▸ **Segmentation labeling records**:

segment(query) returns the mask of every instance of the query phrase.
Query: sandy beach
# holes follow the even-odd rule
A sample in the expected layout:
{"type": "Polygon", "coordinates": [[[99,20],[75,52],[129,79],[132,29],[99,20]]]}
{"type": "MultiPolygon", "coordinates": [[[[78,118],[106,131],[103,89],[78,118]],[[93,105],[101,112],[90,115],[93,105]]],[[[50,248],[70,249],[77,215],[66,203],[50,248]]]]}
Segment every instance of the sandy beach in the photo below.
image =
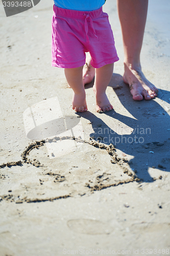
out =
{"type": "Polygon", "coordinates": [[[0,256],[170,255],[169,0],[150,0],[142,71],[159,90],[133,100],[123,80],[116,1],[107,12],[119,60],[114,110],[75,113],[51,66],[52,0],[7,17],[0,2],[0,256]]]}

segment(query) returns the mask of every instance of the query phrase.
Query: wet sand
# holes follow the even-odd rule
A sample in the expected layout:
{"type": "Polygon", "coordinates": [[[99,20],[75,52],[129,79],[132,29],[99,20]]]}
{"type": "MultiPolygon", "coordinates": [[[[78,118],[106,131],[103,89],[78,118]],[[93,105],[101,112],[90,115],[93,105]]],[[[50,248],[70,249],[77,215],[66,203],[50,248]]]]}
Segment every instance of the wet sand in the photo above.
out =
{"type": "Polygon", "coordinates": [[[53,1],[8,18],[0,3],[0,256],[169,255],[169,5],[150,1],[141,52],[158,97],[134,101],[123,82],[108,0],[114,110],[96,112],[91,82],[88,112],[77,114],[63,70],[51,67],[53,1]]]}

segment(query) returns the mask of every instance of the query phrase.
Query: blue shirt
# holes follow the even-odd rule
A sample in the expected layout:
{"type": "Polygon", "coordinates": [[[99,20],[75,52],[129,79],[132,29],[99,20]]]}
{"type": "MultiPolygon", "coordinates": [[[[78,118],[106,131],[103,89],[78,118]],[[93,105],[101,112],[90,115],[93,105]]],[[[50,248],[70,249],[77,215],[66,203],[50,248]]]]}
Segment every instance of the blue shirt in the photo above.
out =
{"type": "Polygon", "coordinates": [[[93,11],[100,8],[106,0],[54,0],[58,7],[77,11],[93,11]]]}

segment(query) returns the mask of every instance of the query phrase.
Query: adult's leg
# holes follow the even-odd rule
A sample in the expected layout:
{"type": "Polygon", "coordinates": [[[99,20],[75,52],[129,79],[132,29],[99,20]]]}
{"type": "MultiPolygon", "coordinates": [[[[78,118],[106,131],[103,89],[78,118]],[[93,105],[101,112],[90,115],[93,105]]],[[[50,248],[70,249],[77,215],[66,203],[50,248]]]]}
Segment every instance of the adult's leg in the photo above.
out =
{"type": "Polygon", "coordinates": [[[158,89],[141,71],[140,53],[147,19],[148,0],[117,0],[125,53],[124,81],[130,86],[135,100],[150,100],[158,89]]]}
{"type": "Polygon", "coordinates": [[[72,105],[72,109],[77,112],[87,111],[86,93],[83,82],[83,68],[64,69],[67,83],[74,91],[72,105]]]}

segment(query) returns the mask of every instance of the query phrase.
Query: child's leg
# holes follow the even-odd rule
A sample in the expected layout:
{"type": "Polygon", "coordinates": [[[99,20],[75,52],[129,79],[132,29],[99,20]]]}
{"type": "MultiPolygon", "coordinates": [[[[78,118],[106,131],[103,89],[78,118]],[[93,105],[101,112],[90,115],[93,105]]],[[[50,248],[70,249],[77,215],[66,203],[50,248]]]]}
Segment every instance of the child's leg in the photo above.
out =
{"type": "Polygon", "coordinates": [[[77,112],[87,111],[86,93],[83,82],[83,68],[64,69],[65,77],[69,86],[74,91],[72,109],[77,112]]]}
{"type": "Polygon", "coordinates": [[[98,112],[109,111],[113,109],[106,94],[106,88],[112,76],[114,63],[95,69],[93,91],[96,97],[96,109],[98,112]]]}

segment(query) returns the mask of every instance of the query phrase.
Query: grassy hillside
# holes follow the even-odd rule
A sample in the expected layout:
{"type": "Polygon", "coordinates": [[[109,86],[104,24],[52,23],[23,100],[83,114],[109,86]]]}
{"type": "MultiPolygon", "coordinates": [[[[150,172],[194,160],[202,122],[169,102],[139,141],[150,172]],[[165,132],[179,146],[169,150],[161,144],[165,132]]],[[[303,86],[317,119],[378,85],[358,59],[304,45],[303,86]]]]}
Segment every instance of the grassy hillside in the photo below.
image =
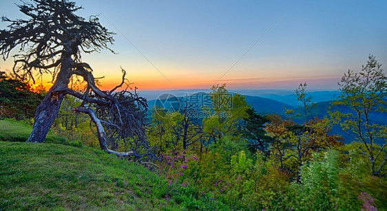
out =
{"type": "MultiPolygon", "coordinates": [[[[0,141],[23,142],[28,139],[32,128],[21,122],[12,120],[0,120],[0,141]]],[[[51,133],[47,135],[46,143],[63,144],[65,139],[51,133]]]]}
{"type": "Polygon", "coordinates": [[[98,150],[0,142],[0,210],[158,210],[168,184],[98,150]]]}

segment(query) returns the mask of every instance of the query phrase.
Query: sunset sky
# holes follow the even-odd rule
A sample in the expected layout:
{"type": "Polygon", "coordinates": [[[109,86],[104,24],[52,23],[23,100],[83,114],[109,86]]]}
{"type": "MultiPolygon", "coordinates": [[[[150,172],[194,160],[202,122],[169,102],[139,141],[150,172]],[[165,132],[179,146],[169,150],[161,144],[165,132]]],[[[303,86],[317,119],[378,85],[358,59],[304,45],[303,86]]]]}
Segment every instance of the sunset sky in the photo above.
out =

▸ **Directive**:
State how many lines of the records contain the string "shirt". Reply with the number alone.

▸ **Solution to this problem**:
2